* _REQUIREMENT_: Write the listing out again, exactly as it appears.
Content starts
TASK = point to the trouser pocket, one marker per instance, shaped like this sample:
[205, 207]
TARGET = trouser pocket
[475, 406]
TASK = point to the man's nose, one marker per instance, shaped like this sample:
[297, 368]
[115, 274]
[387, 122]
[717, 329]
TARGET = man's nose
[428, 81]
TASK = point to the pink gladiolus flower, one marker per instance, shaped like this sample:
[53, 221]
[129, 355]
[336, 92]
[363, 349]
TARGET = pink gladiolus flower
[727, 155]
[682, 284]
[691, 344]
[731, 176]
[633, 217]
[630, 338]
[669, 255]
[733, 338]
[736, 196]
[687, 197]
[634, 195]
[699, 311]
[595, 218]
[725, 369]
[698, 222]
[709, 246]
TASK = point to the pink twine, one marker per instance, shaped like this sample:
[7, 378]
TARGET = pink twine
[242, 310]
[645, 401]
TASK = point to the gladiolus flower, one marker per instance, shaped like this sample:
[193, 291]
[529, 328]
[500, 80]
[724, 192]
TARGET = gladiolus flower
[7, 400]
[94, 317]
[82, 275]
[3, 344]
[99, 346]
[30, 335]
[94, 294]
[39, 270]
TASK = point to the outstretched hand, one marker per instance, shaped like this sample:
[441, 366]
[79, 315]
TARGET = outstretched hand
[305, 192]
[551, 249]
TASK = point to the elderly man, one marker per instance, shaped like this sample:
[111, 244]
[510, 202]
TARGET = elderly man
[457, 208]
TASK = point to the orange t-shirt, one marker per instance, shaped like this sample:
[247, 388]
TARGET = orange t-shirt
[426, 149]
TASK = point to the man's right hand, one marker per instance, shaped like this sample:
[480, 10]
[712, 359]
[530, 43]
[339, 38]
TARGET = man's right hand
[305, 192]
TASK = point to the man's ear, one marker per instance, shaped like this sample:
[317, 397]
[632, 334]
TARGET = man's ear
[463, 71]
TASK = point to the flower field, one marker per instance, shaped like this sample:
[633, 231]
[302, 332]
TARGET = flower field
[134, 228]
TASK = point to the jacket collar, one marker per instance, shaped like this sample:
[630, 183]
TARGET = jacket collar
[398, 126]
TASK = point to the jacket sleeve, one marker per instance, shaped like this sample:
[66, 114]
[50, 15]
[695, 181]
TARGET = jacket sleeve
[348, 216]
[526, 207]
Content ends
* _YOUR SOLUTION_:
TASK = point to the trouser pocket, one marker per instance, shaped like this sample:
[205, 207]
TARGET = trouser pocket
[475, 406]
TASK = point to the man's nose, one marker per instance, shaped like this sample:
[297, 368]
[115, 274]
[387, 122]
[717, 329]
TARGET = man's nose
[428, 81]
TASK = point to the pink gladiolus flower, one marker per instance, shaped like this sample:
[53, 221]
[129, 355]
[336, 92]
[363, 349]
TARGET = pink gladiolus flower
[727, 155]
[682, 284]
[691, 344]
[731, 176]
[633, 217]
[630, 338]
[669, 255]
[733, 338]
[736, 196]
[687, 197]
[634, 195]
[699, 311]
[595, 218]
[725, 369]
[698, 222]
[709, 246]
TASK = point to the pink twine, one marker per instance, shaped like this sample:
[7, 378]
TARGET = pink twine
[242, 310]
[645, 401]
TASK = point to the gladiolus flower, one marker per instance, shaped like this sample:
[193, 291]
[529, 328]
[500, 80]
[724, 192]
TARGET = gladiolus flower
[7, 400]
[94, 317]
[82, 275]
[3, 344]
[99, 346]
[30, 335]
[94, 294]
[39, 270]
TASK = point to the outstretched hand, one marker per instance, shaped like this sample:
[441, 366]
[79, 315]
TARGET = outstretched hand
[305, 192]
[551, 249]
TASK = point to the elderly man, one marker per instance, shaped like this sample:
[111, 244]
[510, 202]
TARGET = elderly man
[457, 208]
TASK = point to the orange t-shirt, one marker per instance, shaped like this sample:
[247, 388]
TARGET = orange t-shirt
[426, 149]
TASK = point to the man's right hand, one marker per instance, shaped like this sample:
[480, 10]
[712, 359]
[530, 43]
[339, 38]
TARGET = man's right hand
[305, 192]
TASK = point to the man's ear, one marker per instance, shaped like this sample:
[317, 397]
[632, 334]
TARGET = man's ear
[463, 71]
TASK = point to the flower field, one marker per instance, shaped like this sample:
[633, 231]
[302, 332]
TARGET = flower field
[134, 228]
TASK = point to the jacket collar, one marker per instance, shaped like this sample:
[630, 183]
TARGET = jacket collar
[398, 126]
TASK = point to the jacket sleeve, one marker per instance, shaped like this sample:
[66, 114]
[50, 15]
[695, 181]
TARGET = jacket sleeve
[348, 216]
[526, 207]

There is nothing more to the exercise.